#### Task description
Give back all of the records, exactly and completely.

#### Dataset excerpts
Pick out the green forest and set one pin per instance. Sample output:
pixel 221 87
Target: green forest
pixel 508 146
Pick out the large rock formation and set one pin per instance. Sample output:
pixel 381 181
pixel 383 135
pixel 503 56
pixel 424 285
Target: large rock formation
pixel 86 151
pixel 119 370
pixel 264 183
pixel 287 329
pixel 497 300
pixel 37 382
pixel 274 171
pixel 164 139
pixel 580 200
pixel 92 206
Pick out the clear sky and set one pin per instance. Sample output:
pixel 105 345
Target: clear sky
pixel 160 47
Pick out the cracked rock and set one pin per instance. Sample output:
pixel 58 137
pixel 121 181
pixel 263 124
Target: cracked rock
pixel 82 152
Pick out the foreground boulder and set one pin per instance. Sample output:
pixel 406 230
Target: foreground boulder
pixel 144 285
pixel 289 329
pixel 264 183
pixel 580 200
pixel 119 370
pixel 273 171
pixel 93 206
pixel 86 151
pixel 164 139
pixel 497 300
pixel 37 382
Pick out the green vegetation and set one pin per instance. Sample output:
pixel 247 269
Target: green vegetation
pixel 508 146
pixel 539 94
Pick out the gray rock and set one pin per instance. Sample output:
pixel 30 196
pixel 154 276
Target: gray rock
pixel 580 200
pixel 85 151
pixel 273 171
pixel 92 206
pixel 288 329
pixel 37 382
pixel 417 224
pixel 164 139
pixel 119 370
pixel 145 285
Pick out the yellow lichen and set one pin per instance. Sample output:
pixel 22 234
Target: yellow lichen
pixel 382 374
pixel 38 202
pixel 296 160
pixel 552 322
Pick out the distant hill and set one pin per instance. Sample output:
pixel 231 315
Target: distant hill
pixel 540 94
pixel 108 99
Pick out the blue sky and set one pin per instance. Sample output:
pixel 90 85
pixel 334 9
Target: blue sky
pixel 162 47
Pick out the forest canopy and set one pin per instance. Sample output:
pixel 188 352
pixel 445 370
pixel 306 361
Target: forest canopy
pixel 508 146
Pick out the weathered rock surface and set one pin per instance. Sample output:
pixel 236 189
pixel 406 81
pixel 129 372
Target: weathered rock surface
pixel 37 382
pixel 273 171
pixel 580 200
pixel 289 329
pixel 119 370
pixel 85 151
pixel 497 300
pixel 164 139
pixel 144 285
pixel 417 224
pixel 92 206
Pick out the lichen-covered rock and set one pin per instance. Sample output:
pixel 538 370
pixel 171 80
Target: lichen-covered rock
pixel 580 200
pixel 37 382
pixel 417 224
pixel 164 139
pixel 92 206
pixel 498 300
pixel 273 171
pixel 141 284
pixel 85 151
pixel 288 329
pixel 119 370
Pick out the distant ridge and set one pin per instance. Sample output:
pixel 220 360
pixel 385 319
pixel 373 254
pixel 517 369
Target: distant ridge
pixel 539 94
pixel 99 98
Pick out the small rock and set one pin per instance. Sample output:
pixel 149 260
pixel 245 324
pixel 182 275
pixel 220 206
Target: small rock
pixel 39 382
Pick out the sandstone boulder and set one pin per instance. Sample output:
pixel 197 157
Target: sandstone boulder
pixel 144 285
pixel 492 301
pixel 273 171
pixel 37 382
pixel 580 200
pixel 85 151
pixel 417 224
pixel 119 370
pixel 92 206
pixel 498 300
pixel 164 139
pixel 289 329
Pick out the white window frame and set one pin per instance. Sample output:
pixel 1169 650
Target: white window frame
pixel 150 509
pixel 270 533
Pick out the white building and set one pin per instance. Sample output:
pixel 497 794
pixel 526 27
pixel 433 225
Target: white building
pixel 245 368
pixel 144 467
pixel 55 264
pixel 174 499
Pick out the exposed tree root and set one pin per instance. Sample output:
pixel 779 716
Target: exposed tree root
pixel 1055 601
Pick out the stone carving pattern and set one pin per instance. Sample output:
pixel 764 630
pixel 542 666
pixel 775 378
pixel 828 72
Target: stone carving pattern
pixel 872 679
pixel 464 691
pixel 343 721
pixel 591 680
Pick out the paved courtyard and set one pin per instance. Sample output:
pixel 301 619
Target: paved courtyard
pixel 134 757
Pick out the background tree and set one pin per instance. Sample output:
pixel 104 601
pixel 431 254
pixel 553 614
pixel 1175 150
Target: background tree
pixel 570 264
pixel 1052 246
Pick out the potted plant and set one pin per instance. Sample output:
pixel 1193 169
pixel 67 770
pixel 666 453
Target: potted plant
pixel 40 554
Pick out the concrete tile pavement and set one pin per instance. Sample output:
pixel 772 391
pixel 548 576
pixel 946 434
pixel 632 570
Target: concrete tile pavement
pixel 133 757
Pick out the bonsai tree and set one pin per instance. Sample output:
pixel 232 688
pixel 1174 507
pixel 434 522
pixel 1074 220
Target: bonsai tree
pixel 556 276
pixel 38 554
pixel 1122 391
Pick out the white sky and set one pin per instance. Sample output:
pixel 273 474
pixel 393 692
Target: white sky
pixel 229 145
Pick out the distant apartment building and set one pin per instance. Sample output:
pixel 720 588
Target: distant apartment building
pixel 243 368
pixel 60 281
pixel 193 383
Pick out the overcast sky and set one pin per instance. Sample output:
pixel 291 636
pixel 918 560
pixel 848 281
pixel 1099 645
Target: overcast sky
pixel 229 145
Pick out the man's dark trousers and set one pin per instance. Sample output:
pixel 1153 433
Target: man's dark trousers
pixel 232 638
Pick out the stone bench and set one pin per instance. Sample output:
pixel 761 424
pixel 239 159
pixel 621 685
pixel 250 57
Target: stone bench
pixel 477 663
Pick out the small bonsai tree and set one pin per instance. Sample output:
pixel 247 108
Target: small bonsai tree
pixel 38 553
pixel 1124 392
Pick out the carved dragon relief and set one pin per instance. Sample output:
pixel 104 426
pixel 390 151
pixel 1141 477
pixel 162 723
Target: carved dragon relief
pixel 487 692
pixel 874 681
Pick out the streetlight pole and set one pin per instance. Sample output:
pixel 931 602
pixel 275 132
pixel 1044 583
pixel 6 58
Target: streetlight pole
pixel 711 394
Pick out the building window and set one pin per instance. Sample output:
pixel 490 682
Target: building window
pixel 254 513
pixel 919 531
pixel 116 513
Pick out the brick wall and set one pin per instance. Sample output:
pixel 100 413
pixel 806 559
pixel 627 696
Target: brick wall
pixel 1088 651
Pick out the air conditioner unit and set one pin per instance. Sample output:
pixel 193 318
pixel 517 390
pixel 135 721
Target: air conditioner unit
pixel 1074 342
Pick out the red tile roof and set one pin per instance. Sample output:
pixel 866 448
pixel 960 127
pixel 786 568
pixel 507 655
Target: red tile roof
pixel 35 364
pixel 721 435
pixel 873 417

#### Output below
Pick out the green forest and set one pin per instance. Sample output:
pixel 221 87
Target: green forest
pixel 508 146
Pick out the large rock formation and set one pin per instance. Sample output:
pixel 381 181
pixel 383 135
pixel 503 56
pixel 424 285
Target: large rock formation
pixel 86 151
pixel 119 370
pixel 264 183
pixel 287 329
pixel 497 300
pixel 37 382
pixel 274 171
pixel 164 139
pixel 580 200
pixel 92 206
Pick out the clear sky and set one pin per instance. Sample output:
pixel 105 345
Target: clear sky
pixel 160 47
Pick out the cracked rock and set one pin per instance. Sample output:
pixel 58 137
pixel 121 181
pixel 263 124
Target: cracked rock
pixel 82 152
Pick out the foreground boulder and set one pin per instance. Sample output:
pixel 406 230
Target: foreground boulder
pixel 144 285
pixel 289 329
pixel 264 183
pixel 580 200
pixel 119 370
pixel 273 171
pixel 93 206
pixel 86 151
pixel 164 139
pixel 497 300
pixel 37 382
Pick out the green vegetation and set one pin per instance. Sample output:
pixel 247 269
Target: green vegetation
pixel 508 146
pixel 539 94
Pick out the gray rock and set one pin per instance. Sample output:
pixel 30 196
pixel 154 276
Target: gray rock
pixel 580 200
pixel 85 151
pixel 273 171
pixel 92 206
pixel 288 329
pixel 37 382
pixel 417 224
pixel 164 139
pixel 119 370
pixel 145 285
Pick out the yellow lichen and set one pin per instance. Sample output:
pixel 22 234
Target: yellow lichen
pixel 382 374
pixel 38 202
pixel 296 160
pixel 552 322
Pick out the distant hill and set one pin per instance. Sample output:
pixel 231 315
Target: distant hill
pixel 540 94
pixel 108 99
Pick out the blue sky and set one pin per instance. Sample output:
pixel 90 85
pixel 334 9
Target: blue sky
pixel 162 47
Pick out the forest canopy and set one pin per instance. Sample output:
pixel 188 352
pixel 445 370
pixel 306 361
Target: forest canopy
pixel 508 146
Pick out the weathered rock surface and set one pin per instance. Sample output:
pixel 236 189
pixel 406 81
pixel 129 372
Target: weathered rock surface
pixel 37 382
pixel 273 171
pixel 580 200
pixel 289 329
pixel 119 370
pixel 85 151
pixel 497 300
pixel 164 139
pixel 144 285
pixel 417 224
pixel 92 206
Pick out the lichen-covered rock and set one pin per instance. Sample output:
pixel 538 370
pixel 171 80
Target: lichen-covered rock
pixel 580 200
pixel 37 382
pixel 417 224
pixel 164 139
pixel 92 206
pixel 498 300
pixel 273 171
pixel 141 284
pixel 85 151
pixel 288 329
pixel 119 370
Pick out the distant ridge and set one pin per instance. Sample output:
pixel 220 360
pixel 385 319
pixel 373 254
pixel 517 369
Target: distant ridge
pixel 539 94
pixel 99 98
Pick out the small rock and set one pin per instance. Sample output:
pixel 149 260
pixel 245 324
pixel 182 275
pixel 220 206
Target: small rock
pixel 39 382
Pick out the sandstone boulder and set one pin per instance. Sample output:
pixel 197 157
Target: sandstone boulder
pixel 144 285
pixel 492 301
pixel 273 171
pixel 37 382
pixel 580 200
pixel 85 151
pixel 417 224
pixel 119 370
pixel 92 206
pixel 498 300
pixel 164 139
pixel 289 329
Pick out the white window frame and set one pin per instance. Sample output:
pixel 1169 650
Target: white window frame
pixel 150 509
pixel 270 533
Pick out the white building and set one pin per instance. Sample output:
pixel 497 794
pixel 526 27
pixel 433 225
Target: white building
pixel 245 368
pixel 144 467
pixel 55 264
pixel 174 499
Pick out the exposed tree root and set one pin per instance. Sample output:
pixel 779 716
Target: exposed tree root
pixel 1055 601
Pick out the stone carving pattern and set one pin per instance. Sample output:
pixel 764 630
pixel 542 666
pixel 775 378
pixel 828 72
Target: stone carving pattern
pixel 872 679
pixel 464 691
pixel 343 721
pixel 591 680
Pick out the paved courtyard and set one pin per instance. Sample output:
pixel 301 619
Target: paved courtyard
pixel 134 757
Pick out the background tree and set one pin per instance. Sample output:
pixel 104 601
pixel 431 254
pixel 553 614
pixel 1175 150
Target: background tree
pixel 570 264
pixel 1052 246
Pick out the potted plant and set one pin per instance. Sample output:
pixel 1193 169
pixel 67 770
pixel 666 453
Target: potted plant
pixel 40 554
Pick out the concrete tile pavement and set one pin per instance. Sample output:
pixel 772 391
pixel 548 576
pixel 946 434
pixel 632 570
Target: concrete tile pavement
pixel 133 757
Pick out the bonsai tree and set one pin per instance. Sample output:
pixel 232 688
pixel 1174 507
pixel 434 522
pixel 1074 220
Target: bonsai tree
pixel 556 276
pixel 38 554
pixel 1122 391
Pick out the white sky and set one pin per instance. Sample output:
pixel 273 474
pixel 393 692
Target: white sky
pixel 229 145
Pick out the distant apartment building and set one pin per instance. Sample output:
pixel 720 588
Target: distant apartment building
pixel 243 368
pixel 60 281
pixel 193 383
Pick out the overcast sky and set one pin per instance. Sample output:
pixel 291 636
pixel 918 560
pixel 848 281
pixel 1099 645
Target: overcast sky
pixel 229 145
Pick out the man's dark trousers and set one pin per instance. Sample output:
pixel 1153 433
Target: man's dark trousers
pixel 232 638
Pick out the stone bench and set one pin per instance. Sample output:
pixel 761 424
pixel 239 159
pixel 621 685
pixel 250 57
Target: stone bench
pixel 477 663
Pick out the small bonsai tree and set one pin per instance. Sample output:
pixel 247 108
Target: small bonsai tree
pixel 38 553
pixel 1124 392
Pick out the carved dragon relief and set one pin per instance. Sample output:
pixel 104 426
pixel 390 151
pixel 1141 477
pixel 162 723
Target: carved dragon relief
pixel 487 692
pixel 874 681
Pick out the streetlight pole and set one pin per instance. Sample output:
pixel 931 602
pixel 275 132
pixel 1044 583
pixel 6 58
Target: streetlight pole
pixel 711 394
Pick out the building window and set one pin per instance. Sample output:
pixel 490 682
Target: building window
pixel 254 513
pixel 919 531
pixel 116 513
Pick out the brick wall and set one pin per instance. Sample output:
pixel 100 413
pixel 806 559
pixel 627 696
Target: brick wall
pixel 1088 651
Pick out the air conditioner unit and set one pin per instance. Sample output:
pixel 193 318
pixel 517 390
pixel 135 721
Target: air conditioner unit
pixel 1074 342
Pick out the red tile roof and set one pin per instance. Sample output:
pixel 866 448
pixel 960 127
pixel 786 568
pixel 507 655
Target: red tile roof
pixel 35 364
pixel 721 435
pixel 873 417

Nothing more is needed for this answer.